* _How to complete this task_: Only the lines below from the one containing "target | black granite countertop" to the one containing "target | stainless steel appliance" should be repeated, both included and unchanged.

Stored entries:

══════════

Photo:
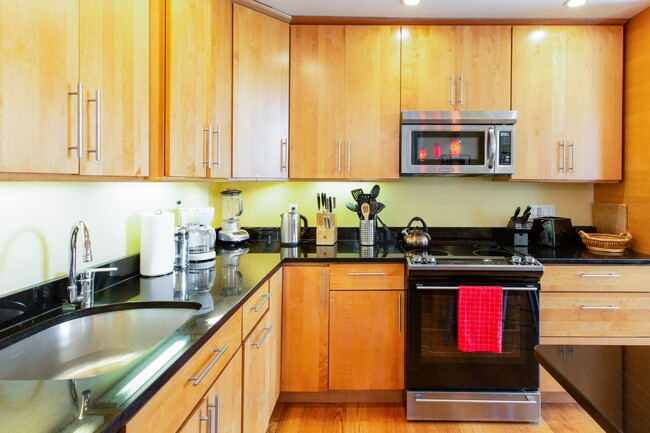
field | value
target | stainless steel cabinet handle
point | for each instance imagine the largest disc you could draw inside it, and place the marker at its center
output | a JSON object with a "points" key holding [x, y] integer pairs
{"points": [[218, 132], [505, 289], [493, 147], [267, 331], [80, 121], [283, 155], [98, 124], [339, 156], [399, 315], [199, 378], [452, 99], [259, 306], [322, 292], [208, 151], [349, 155], [366, 274]]}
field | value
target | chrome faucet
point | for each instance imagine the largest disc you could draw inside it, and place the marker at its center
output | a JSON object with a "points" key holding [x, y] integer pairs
{"points": [[81, 286]]}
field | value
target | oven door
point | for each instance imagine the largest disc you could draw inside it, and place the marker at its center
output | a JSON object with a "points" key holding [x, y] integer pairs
{"points": [[433, 361], [448, 149]]}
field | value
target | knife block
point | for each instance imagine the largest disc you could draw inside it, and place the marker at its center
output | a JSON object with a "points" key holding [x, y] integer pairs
{"points": [[326, 232], [516, 233]]}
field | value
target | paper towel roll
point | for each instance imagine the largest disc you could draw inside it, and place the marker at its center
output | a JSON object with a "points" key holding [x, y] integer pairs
{"points": [[157, 244]]}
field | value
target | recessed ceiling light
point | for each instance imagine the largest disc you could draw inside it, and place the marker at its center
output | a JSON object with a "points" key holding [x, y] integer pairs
{"points": [[574, 3]]}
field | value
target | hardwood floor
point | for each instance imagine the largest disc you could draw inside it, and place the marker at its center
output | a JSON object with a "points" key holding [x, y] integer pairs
{"points": [[390, 418]]}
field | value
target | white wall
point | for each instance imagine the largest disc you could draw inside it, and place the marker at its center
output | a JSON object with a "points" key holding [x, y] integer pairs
{"points": [[36, 219]]}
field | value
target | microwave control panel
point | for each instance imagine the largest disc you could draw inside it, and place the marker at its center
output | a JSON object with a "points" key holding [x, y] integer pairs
{"points": [[505, 148]]}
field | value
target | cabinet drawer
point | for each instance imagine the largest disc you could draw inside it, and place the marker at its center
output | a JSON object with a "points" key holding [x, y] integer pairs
{"points": [[367, 277], [595, 315], [167, 410], [596, 279], [254, 308]]}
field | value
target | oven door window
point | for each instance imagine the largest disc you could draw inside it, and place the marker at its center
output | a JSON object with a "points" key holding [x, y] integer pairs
{"points": [[434, 361], [446, 147]]}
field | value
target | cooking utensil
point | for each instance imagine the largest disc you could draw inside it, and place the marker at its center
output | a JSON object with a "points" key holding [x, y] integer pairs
{"points": [[416, 237], [365, 211], [374, 192], [355, 194]]}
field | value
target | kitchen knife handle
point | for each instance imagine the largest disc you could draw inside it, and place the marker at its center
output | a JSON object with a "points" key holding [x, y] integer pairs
{"points": [[80, 121], [98, 125]]}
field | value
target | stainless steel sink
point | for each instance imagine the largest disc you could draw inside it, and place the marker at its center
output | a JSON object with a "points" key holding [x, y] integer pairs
{"points": [[92, 342]]}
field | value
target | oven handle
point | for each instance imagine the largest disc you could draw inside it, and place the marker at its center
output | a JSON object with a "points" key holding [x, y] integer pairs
{"points": [[519, 289], [419, 399]]}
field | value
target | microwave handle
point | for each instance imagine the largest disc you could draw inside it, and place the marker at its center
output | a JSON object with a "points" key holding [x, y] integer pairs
{"points": [[493, 147]]}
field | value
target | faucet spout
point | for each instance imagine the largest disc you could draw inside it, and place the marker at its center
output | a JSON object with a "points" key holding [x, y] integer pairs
{"points": [[74, 295]]}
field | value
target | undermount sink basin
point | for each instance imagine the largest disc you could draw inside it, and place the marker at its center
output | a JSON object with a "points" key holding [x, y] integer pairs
{"points": [[92, 342]]}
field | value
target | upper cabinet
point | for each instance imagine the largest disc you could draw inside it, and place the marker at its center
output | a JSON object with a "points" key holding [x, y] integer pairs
{"points": [[199, 77], [345, 93], [456, 67], [260, 95], [75, 87], [567, 86]]}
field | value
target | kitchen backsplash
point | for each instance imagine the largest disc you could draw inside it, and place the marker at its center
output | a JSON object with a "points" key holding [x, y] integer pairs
{"points": [[37, 217]]}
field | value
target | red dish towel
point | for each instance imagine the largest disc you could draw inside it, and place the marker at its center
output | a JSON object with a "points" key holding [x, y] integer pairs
{"points": [[480, 326]]}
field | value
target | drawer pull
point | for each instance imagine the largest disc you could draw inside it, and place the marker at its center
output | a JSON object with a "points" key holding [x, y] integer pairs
{"points": [[259, 306], [267, 331], [599, 275], [199, 378], [366, 274]]}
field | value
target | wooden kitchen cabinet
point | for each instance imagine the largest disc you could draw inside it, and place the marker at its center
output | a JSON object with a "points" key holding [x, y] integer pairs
{"points": [[366, 340], [169, 408], [260, 95], [305, 328], [456, 67], [344, 108], [567, 87], [50, 50], [198, 115], [220, 410]]}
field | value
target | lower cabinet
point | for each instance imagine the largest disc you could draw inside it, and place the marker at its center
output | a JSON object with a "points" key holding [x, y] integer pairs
{"points": [[343, 327], [220, 409]]}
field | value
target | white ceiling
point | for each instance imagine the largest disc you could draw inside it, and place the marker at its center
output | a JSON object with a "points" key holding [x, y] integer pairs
{"points": [[462, 9]]}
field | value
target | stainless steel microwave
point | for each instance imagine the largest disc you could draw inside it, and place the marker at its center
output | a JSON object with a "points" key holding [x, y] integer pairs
{"points": [[457, 143]]}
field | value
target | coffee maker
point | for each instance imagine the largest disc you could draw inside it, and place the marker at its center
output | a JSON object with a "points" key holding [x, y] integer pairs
{"points": [[201, 235], [232, 207]]}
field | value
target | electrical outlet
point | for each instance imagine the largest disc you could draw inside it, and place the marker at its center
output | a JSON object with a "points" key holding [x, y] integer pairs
{"points": [[542, 210]]}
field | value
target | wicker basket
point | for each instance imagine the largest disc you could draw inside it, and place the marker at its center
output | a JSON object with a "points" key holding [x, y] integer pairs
{"points": [[605, 242]]}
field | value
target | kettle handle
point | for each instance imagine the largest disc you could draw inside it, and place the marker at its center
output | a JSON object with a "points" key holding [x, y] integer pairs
{"points": [[304, 230], [424, 225]]}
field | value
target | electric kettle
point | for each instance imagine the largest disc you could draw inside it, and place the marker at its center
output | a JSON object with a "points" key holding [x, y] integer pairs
{"points": [[290, 232]]}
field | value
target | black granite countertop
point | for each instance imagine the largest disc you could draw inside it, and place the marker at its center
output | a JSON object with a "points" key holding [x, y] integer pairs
{"points": [[610, 382], [110, 408]]}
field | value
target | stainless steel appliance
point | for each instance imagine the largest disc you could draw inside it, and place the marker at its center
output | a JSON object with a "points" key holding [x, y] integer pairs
{"points": [[445, 383], [290, 231], [457, 142], [232, 207]]}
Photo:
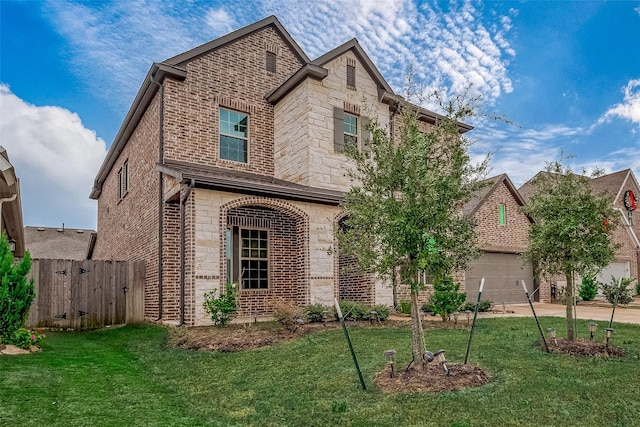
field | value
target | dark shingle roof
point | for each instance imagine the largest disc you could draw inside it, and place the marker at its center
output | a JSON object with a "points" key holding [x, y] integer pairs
{"points": [[57, 243]]}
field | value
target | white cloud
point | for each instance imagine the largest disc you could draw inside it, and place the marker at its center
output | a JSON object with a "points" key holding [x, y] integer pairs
{"points": [[113, 44], [220, 21], [55, 158], [629, 109]]}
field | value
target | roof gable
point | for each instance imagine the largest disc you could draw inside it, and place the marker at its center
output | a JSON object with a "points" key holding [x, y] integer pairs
{"points": [[189, 55], [354, 46], [472, 206]]}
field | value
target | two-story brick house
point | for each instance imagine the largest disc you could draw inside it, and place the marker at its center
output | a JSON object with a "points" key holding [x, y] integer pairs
{"points": [[230, 166], [622, 190]]}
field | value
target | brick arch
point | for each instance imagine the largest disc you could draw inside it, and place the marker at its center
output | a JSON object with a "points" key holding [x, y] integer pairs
{"points": [[256, 302]]}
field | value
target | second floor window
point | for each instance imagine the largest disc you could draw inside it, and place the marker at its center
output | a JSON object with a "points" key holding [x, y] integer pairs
{"points": [[234, 136], [350, 131], [123, 180]]}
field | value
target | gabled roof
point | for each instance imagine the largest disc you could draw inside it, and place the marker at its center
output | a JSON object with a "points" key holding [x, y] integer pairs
{"points": [[612, 184], [174, 68], [315, 69], [187, 56], [354, 46], [57, 243], [483, 195]]}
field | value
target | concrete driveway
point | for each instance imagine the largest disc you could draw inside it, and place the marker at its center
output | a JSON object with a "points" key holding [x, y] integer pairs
{"points": [[629, 314]]}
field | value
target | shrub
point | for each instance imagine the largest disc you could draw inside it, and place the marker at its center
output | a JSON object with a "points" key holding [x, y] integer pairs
{"points": [[588, 288], [287, 313], [222, 308], [446, 297], [24, 338], [315, 312], [16, 292], [623, 291], [405, 307], [483, 306], [383, 312]]}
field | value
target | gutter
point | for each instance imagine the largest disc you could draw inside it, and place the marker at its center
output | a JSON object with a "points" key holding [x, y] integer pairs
{"points": [[183, 200], [160, 202]]}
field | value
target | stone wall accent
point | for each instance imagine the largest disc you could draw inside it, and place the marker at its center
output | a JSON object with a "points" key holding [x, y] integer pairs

══════════

* _Answer to this exercise_:
target | black granite countertop
point | for each instance imagine the largest disc you could draw inside it, and place the marker at its center
output | a JSON object with a "points" key holding [x, y] integer pairs
{"points": [[610, 382], [110, 408]]}
field | value
target | stainless steel appliance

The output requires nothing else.